Historic Tournament Appearance Ends in Defeat for UMass Boston

The magical season for the University of Massachusetts Boston’s women’s basketball team came to a heartbreaking end on Friday, March 3.
On Feb. 24, UMass Boston defeated UMass Dartmouth to win the Little East Conference Championship, which qualified them for the NCAA Division III Tournament. UMass Boston went on to play Saint Joseph’s College in Amherst during the first round of the tournament. Saint Joseph’s College (28-1) was ranked high in the NCAA, but despite the Beacons’ best efforts, they could not keep their bench mark campaign going.
This was the first ever NCAA Tournament game in UMass Boston women’s basketball history. The team was expecting big performances from their rookie sensations Joie Grassi and Shania Osborne, and the two didn’t disappoint. Osborne scored a game-high 16 points on 8-11 shooting, while Grassi contributed a double-double with 13 points and 11 rebounds.
UMass Boston also received some tremendous support from the bench. In addition to Osborne’s bench performance, Whitney Fulton and Jalani Jackson both added three pointers, while Megan Dixon pulled down four rebounds in the loss. Overall, the Beacons received 28 points from the bench. Their relentless offensive attack allowed them to take a 38-25 lead into the half, leaving them in a great position to take the win.
However, the second half was a much different story. Saint Joseph’s offense came heavily. Four out of the five starters finished with double digits in points. Julia Champagne of Saint Joseph’s College tied with Osborne of UMass Boston with 16 points for the game-high.

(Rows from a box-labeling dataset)
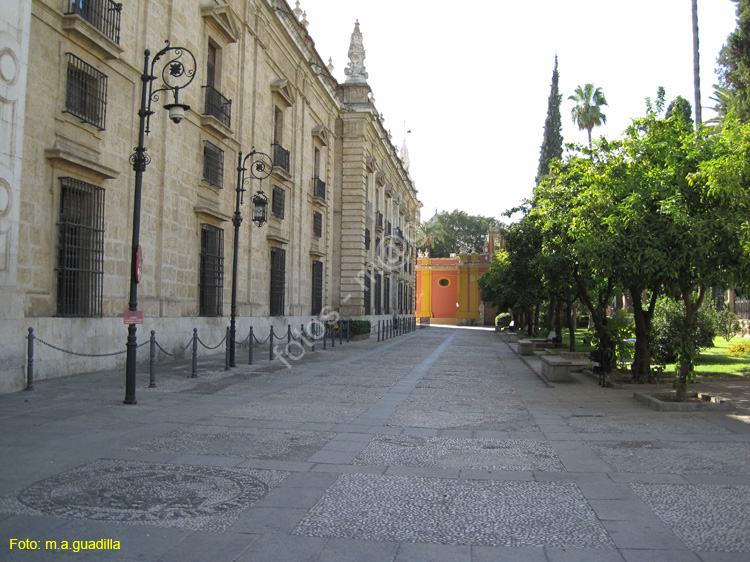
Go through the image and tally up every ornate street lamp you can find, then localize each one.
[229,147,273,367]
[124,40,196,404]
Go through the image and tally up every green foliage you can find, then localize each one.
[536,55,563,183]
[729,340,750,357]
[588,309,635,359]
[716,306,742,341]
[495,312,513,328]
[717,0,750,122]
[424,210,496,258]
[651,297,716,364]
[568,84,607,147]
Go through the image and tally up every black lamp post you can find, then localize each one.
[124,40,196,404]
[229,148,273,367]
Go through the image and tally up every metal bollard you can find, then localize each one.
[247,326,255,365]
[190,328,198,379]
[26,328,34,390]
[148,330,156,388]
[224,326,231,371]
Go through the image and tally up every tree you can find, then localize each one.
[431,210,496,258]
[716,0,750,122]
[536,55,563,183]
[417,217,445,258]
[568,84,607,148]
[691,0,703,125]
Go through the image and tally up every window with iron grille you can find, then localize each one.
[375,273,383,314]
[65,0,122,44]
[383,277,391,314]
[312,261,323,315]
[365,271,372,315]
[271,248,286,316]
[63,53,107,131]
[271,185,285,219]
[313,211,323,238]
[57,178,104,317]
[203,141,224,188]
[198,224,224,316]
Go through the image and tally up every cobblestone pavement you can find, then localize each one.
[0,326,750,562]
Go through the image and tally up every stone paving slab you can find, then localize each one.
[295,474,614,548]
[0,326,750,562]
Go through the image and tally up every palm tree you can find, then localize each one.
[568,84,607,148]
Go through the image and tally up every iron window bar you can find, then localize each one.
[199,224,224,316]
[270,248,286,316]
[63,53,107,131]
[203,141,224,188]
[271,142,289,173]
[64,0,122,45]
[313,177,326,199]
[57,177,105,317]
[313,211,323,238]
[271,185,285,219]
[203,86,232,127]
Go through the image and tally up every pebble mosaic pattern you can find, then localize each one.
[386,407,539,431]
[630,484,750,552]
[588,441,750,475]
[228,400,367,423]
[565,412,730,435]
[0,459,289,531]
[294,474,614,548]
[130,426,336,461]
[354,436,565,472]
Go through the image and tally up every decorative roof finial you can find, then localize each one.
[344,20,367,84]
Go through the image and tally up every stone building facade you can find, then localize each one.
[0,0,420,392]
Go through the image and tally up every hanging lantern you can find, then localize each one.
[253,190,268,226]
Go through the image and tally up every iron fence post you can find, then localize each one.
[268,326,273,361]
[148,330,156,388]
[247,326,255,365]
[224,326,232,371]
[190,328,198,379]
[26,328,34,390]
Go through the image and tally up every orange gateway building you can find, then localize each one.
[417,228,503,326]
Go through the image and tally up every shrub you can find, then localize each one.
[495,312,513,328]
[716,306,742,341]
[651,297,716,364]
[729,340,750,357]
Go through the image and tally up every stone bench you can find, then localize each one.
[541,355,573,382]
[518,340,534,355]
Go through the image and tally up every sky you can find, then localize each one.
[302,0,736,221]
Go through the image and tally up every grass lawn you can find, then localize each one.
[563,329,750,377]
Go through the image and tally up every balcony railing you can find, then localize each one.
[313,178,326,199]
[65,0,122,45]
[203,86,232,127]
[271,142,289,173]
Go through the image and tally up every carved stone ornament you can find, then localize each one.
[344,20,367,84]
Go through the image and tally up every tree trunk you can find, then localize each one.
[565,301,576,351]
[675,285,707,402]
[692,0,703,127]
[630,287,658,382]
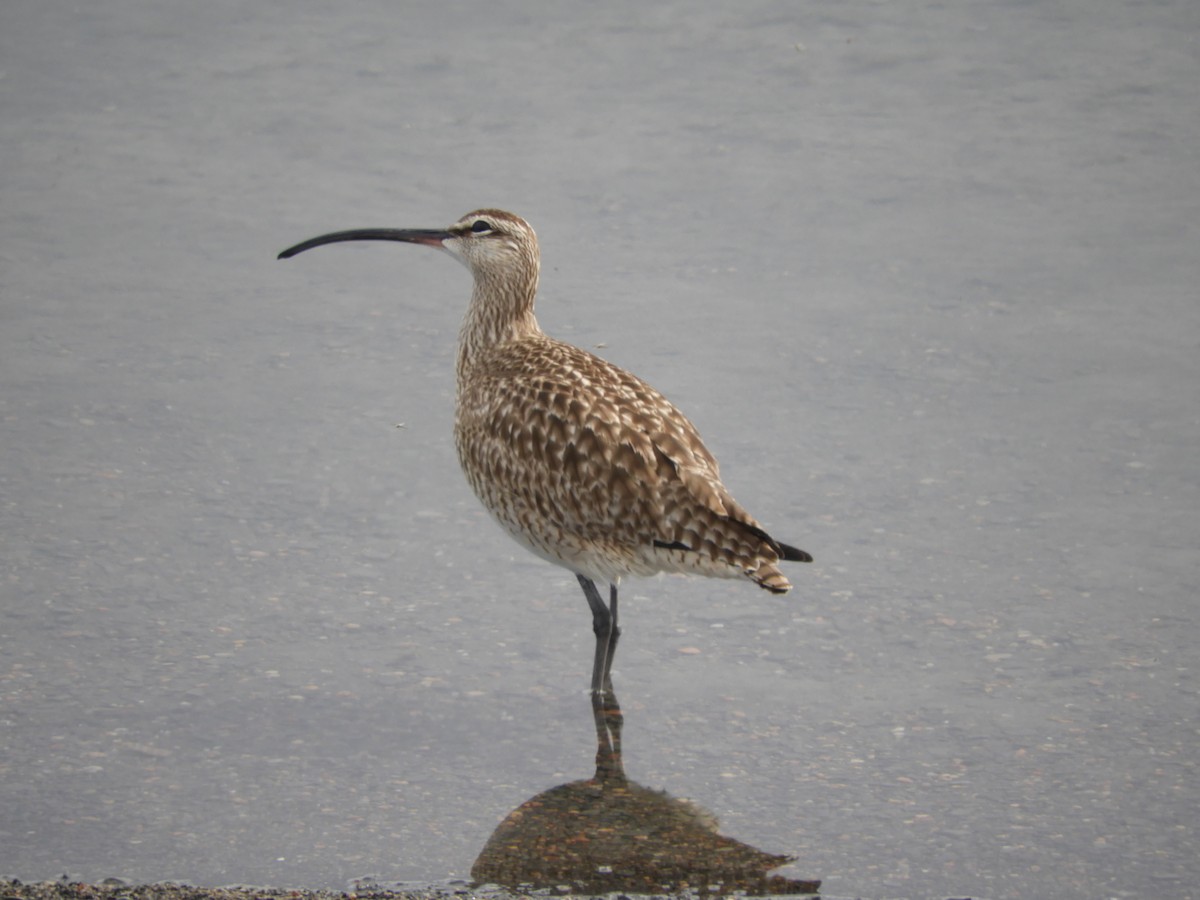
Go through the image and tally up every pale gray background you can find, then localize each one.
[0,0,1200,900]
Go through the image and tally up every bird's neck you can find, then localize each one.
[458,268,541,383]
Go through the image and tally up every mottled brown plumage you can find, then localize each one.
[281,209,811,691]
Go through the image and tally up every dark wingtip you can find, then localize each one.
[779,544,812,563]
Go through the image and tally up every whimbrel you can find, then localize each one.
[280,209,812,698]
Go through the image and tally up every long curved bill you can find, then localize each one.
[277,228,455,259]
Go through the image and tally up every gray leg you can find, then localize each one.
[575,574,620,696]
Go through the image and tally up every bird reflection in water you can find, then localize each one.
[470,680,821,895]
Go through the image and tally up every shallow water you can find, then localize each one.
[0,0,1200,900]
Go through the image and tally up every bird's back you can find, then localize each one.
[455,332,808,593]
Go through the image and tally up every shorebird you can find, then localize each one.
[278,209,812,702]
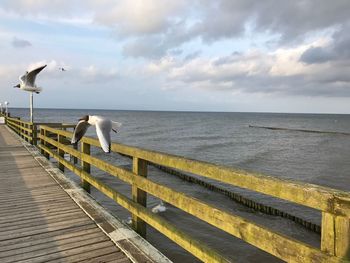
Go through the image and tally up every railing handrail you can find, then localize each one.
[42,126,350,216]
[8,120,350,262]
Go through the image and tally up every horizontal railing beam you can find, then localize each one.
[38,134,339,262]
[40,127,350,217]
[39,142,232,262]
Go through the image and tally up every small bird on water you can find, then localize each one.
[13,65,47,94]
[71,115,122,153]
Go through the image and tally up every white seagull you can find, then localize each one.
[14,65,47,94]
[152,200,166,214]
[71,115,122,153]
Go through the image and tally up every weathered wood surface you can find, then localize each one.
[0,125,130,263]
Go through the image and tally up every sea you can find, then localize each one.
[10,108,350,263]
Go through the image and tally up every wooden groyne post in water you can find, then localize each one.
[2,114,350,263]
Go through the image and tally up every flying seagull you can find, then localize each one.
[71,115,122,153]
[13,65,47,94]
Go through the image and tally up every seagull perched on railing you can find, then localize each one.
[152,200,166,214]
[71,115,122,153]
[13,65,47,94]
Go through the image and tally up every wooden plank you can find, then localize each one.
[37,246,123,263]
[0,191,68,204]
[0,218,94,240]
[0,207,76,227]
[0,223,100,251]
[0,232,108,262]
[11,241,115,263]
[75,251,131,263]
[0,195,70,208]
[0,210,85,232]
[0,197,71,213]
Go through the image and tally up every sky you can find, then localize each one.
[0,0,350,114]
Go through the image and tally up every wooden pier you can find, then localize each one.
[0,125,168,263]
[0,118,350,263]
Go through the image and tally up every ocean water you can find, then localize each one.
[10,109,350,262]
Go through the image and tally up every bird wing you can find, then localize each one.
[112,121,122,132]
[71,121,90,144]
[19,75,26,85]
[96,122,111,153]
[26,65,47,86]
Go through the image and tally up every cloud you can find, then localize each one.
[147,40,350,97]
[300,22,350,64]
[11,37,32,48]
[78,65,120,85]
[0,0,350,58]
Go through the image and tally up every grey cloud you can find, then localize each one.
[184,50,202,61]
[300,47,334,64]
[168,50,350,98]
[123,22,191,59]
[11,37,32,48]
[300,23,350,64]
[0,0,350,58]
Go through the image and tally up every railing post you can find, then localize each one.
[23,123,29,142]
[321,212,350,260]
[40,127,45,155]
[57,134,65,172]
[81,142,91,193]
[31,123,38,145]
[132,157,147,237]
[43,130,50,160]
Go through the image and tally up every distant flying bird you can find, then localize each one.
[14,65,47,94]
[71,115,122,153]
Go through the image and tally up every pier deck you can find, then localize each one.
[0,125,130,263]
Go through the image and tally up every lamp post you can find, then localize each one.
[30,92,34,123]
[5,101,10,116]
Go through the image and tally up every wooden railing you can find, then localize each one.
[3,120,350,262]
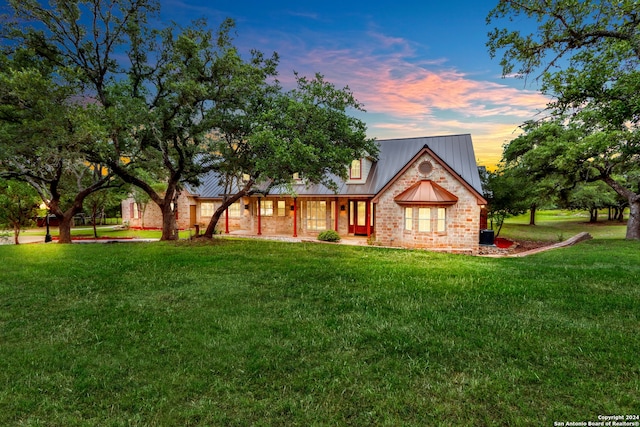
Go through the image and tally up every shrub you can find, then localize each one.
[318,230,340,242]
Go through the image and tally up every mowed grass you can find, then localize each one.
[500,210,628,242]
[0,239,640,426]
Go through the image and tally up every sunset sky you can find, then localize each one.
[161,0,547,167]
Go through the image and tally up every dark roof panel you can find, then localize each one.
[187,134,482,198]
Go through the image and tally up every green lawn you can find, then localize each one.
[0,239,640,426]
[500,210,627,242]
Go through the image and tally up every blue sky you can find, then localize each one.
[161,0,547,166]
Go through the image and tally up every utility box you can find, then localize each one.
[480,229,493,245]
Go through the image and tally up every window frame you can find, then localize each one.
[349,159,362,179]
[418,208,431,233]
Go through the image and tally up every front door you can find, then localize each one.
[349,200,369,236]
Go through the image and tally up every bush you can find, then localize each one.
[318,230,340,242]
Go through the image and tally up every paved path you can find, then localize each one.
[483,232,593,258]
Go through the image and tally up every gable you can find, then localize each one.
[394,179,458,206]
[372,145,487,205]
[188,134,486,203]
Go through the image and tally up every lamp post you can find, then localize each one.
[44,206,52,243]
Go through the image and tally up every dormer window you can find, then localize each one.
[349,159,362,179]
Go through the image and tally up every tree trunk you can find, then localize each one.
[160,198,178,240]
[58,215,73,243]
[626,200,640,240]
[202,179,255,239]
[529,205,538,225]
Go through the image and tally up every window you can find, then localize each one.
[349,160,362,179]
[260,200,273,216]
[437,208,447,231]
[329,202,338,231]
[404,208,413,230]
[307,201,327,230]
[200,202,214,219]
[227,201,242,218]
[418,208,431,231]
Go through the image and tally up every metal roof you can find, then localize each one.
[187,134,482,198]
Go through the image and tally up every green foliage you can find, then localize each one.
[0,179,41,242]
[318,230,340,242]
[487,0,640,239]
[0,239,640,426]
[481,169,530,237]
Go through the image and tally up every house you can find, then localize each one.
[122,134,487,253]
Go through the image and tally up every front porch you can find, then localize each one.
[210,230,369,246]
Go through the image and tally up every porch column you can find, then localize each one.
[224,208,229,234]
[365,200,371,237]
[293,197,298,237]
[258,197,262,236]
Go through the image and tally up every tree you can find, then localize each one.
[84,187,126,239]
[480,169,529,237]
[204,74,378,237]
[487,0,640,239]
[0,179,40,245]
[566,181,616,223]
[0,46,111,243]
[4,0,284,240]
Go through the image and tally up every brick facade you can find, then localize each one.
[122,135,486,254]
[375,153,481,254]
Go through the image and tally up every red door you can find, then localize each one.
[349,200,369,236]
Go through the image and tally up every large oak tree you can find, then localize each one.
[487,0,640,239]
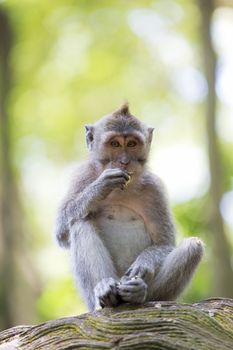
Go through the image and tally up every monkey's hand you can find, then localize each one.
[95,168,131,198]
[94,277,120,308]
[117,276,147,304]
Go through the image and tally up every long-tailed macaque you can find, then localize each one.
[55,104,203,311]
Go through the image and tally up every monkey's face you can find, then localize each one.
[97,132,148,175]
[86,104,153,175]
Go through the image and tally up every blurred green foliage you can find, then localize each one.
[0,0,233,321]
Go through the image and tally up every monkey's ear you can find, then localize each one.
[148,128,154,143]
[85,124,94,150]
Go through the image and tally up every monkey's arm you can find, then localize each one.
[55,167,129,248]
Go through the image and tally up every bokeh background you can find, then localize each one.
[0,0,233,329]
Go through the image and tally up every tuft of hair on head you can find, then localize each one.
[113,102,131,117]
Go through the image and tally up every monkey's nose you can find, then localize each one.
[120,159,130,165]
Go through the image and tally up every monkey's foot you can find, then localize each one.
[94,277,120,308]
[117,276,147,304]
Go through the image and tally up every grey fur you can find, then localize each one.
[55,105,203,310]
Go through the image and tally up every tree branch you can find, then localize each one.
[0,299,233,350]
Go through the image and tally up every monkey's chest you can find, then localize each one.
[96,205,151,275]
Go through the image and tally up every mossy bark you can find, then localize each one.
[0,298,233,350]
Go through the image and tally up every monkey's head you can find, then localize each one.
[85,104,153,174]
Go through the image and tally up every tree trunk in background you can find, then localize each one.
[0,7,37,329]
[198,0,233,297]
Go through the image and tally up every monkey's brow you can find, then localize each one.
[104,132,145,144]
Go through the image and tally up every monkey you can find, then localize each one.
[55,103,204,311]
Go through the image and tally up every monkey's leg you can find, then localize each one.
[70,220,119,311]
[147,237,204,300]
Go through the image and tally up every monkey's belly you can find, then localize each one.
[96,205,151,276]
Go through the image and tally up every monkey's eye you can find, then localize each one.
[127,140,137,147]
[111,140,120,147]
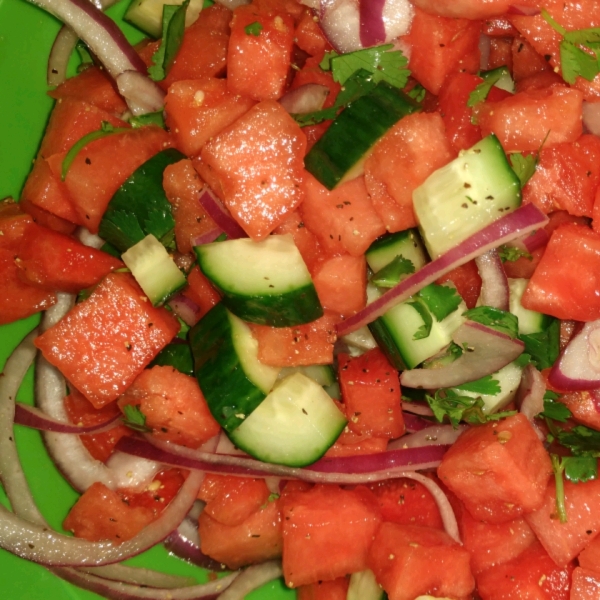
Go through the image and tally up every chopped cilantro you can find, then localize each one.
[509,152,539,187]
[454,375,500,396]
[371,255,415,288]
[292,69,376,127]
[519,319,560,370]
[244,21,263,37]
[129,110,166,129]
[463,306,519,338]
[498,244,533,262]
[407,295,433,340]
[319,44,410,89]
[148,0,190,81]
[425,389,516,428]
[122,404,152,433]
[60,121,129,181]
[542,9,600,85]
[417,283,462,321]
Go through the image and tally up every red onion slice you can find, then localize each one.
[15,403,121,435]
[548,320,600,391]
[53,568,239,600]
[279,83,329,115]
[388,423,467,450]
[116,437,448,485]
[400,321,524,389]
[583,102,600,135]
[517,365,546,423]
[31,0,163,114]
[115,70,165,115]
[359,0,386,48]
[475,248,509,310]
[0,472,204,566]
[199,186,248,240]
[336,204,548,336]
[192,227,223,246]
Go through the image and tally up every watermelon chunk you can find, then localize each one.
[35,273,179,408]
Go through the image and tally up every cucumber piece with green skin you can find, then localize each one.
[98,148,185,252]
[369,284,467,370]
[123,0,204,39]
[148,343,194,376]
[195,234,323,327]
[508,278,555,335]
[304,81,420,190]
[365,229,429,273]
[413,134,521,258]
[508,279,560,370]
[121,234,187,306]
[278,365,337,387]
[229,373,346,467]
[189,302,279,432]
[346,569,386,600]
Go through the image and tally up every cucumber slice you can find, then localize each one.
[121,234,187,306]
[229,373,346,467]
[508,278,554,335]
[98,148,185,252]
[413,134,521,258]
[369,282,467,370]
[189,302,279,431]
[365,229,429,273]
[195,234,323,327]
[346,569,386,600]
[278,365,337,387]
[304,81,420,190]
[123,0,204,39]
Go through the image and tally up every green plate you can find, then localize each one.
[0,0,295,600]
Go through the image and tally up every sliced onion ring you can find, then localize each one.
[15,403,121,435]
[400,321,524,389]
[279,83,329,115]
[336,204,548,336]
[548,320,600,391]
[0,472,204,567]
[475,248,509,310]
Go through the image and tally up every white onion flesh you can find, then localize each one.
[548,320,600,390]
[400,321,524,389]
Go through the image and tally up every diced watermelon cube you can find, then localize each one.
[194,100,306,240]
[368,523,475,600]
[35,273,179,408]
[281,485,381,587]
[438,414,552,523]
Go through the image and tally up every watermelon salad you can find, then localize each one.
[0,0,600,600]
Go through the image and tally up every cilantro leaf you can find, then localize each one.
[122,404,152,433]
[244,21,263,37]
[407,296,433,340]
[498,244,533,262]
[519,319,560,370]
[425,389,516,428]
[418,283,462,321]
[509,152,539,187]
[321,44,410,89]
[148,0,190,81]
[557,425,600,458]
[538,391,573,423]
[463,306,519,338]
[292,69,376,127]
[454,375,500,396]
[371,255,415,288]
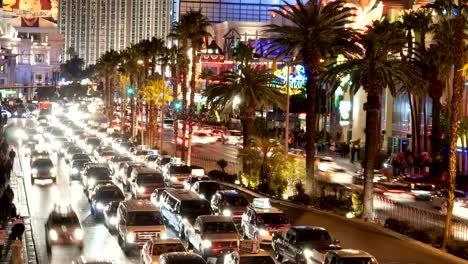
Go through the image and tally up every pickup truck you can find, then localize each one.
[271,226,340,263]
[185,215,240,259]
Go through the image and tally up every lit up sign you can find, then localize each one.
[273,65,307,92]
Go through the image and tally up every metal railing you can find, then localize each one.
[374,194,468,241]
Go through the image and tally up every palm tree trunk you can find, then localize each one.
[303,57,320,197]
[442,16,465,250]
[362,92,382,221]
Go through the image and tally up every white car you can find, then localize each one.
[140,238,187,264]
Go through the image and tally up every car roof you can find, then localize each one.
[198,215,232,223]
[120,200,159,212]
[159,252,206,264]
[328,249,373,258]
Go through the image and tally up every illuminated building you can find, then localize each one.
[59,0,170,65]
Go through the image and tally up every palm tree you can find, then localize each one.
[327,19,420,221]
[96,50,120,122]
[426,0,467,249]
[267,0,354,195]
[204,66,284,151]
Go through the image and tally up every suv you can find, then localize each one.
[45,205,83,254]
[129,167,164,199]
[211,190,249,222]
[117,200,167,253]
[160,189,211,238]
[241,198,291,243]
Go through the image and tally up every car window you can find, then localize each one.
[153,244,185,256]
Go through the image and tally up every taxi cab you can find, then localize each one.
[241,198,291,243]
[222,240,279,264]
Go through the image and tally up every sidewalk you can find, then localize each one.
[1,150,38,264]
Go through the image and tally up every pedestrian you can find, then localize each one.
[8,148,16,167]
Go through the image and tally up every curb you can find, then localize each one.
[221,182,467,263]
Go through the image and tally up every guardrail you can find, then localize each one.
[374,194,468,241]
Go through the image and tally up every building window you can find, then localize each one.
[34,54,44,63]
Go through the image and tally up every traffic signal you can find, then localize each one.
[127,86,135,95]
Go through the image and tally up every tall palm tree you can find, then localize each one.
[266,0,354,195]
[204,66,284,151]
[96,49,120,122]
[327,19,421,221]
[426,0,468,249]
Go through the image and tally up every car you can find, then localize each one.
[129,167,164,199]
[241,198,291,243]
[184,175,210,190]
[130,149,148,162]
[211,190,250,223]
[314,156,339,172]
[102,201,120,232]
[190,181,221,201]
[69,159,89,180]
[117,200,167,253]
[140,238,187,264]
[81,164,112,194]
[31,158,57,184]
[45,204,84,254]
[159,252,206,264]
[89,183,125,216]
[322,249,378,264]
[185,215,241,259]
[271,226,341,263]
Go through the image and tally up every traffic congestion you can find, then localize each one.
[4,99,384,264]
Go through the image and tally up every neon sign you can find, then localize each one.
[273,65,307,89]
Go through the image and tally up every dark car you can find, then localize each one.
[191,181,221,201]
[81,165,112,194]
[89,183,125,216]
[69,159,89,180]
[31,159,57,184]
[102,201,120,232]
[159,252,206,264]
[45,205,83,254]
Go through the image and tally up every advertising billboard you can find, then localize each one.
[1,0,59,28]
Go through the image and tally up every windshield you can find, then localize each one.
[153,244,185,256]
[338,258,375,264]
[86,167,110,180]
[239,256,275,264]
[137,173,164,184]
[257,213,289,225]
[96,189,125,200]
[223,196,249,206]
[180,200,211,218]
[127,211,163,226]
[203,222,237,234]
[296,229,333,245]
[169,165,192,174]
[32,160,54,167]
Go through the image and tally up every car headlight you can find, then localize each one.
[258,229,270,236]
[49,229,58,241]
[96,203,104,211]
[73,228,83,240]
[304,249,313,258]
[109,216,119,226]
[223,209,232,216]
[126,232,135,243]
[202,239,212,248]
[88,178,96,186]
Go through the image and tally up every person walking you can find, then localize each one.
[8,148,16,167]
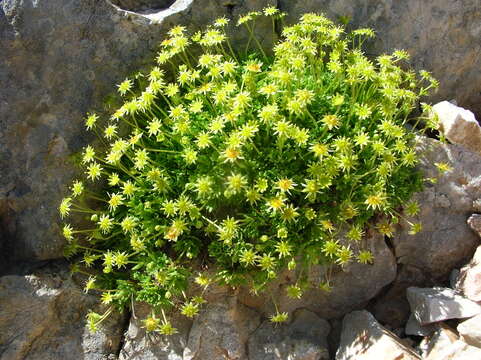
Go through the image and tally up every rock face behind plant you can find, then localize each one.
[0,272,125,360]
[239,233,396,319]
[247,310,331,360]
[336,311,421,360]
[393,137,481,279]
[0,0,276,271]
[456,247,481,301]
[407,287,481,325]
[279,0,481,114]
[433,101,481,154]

• **REQUIRED TASK**
Rewrite the game report, beginning at the words "UMass Boston also" and stopping after "for the game-high.", with "relentless" replaced by "persistent". The records were taken from a separate source.

• **TASK OUTPUT**
UMass Boston also received some tremendous support from the bench. In addition to Osborne’s bench performance, Whitney Fulton and Jalani Jackson both added three pointers, while Megan Dixon pulled down four rebounds in the loss. Overall, the Beacons received 28 points from the bench. Their persistent offensive attack allowed them to take a 38-25 lead into the half, leaving them in a great position to take the win.
However, the second half was a much different story. Saint Joseph’s offense came heavily. Four out of the five starters finished with double digits in points. Julia Champagne of Saint Joseph’s College tied with Osborne of UMass Boston with 16 points for the game-high.